(Items from a dataset)
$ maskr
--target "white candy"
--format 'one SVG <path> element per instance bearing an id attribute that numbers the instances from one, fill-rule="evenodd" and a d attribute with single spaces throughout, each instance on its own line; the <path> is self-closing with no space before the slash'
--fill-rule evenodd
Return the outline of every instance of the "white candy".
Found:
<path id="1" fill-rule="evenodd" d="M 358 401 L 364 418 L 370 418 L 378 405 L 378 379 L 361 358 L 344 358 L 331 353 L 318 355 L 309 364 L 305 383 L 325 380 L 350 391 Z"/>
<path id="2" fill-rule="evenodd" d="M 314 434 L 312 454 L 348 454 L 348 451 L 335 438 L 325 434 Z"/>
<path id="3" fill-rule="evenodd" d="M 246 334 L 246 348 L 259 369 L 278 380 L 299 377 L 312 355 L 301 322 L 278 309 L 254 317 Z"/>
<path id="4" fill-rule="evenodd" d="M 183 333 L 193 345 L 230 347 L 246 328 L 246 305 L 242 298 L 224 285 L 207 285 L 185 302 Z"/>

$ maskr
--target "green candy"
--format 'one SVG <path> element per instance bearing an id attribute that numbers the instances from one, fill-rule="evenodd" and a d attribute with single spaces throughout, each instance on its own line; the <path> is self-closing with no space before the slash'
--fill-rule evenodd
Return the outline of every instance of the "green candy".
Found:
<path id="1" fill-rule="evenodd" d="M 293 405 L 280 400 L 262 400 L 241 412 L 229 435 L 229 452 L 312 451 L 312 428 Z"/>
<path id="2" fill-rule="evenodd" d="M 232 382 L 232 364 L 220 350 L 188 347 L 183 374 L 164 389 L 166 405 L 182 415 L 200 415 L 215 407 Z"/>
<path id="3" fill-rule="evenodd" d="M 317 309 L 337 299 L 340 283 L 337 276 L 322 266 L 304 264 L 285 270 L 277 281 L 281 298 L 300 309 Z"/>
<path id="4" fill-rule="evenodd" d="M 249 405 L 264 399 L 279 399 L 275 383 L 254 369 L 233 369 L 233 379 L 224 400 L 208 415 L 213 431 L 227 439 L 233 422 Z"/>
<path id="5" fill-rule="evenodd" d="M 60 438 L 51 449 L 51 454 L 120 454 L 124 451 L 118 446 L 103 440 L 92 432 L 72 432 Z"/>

Your goal:
Copy each line from the records above that includes the string "every".

Reply:
Return the outline of every instance of the "white candy".
Return the outline of every instance of the "green candy".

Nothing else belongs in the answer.